> _What to work on_
Write the material out again exactly as it stands.

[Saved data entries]
═══

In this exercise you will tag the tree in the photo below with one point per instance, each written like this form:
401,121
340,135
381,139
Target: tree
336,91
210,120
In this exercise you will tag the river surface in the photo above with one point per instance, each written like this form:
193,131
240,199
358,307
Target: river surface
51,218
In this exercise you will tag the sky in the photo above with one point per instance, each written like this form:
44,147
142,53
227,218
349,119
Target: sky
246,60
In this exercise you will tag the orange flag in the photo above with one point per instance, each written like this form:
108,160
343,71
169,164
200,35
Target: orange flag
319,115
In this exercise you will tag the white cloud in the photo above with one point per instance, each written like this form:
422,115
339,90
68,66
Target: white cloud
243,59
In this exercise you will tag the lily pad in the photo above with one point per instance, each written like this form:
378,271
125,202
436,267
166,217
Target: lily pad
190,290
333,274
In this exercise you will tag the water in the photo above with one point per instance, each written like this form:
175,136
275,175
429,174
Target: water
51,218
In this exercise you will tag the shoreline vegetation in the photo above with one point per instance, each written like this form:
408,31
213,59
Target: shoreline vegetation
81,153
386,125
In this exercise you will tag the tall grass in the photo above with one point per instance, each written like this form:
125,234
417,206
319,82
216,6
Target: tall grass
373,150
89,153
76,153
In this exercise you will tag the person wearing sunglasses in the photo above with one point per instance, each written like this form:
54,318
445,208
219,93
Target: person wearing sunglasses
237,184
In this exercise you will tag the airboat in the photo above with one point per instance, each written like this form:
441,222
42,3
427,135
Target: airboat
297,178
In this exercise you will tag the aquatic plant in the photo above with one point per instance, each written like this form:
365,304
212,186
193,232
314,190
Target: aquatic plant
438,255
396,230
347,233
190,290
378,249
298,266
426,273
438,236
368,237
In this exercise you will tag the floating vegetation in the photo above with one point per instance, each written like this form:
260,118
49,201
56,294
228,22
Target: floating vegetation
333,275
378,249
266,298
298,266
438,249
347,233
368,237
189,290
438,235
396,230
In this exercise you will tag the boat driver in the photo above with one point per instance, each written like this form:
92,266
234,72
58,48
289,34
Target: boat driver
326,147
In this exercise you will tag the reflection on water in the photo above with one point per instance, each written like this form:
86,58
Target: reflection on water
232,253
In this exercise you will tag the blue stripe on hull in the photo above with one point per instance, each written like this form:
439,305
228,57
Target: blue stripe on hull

═══

> _Correct output_
In this exercise you will tag the tree in the photo below with one point per instance, each written like this form:
401,121
340,135
381,139
Target: tree
336,91
210,120
In this exercise you will tag the river surface in the photo above with one point per instance, each written like this form:
193,131
240,199
358,307
Target: river surface
51,218
In this exercise you will tag the sky in the photo above with one point per instance, each written like this form:
44,147
142,53
227,218
349,119
Target: sky
246,60
In this exercise you will tag the orange flag in the photo above with one point per instance, each written like this form:
108,160
343,71
169,164
200,35
Target: orange flag
319,115
In this exercise you will tag the white cloud in the photo above with one point per instance, each written like this form:
422,115
339,90
68,66
Target: white cloud
243,59
In this exercise you will tag the lily pad in the photo above with one point per instance, each written like this form:
378,271
125,202
436,267
166,217
Target: lily pad
190,290
333,274
In this exercise you will tag the water in the photo above with one point per instance, each written like this form:
175,136
275,175
429,174
Target: water
51,218
In this exercise you will tag the shoreline vegetation in the photo above with one point per instance, each written like this form:
408,31
213,59
Target: shoreline vegetation
81,153
386,125
In this exercise you will tag the tall grass in the photo above with one point per instance, each written like this form:
125,234
417,206
319,82
216,6
Target: tall grass
373,150
89,153
76,153
In this exercise you will tag the person wearing sunglasses in the photo above with one point per instance, each written like this form:
54,318
445,208
219,93
Target: person wearing sunglasses
237,184
In this exercise you will tag the airboat in the photo above with one point per instance, each written like this form:
441,222
42,3
427,135
Target: airboat
297,178
In this exercise you will tag the aquatic plant in the photo above with one point per instance, each written like this form:
365,304
212,186
193,232
314,190
Target: aquatic plant
438,255
396,230
347,233
190,290
378,249
298,266
426,273
438,236
368,237
In this exercise you will tag the floating vegetation in the photo above with one point per instance, each written like this form:
260,118
49,201
56,294
228,22
Target: floating vegetation
333,275
378,249
266,298
298,266
438,249
347,233
368,237
189,290
438,235
396,230
In this exercise you will tag the boat driver in the photo above with one point per instance, each written like this form:
92,266
234,72
58,48
289,34
Target: boat driver
326,147
In this exercise you will tag the reflection on water in the photo above with one point per instance, each written like this form:
86,58
Target: reflection on water
232,253
In this exercise you will tag the blue stripe on hull in the photo above with one point per instance, each written like this form:
439,305
228,57
Target: blue stripe on hull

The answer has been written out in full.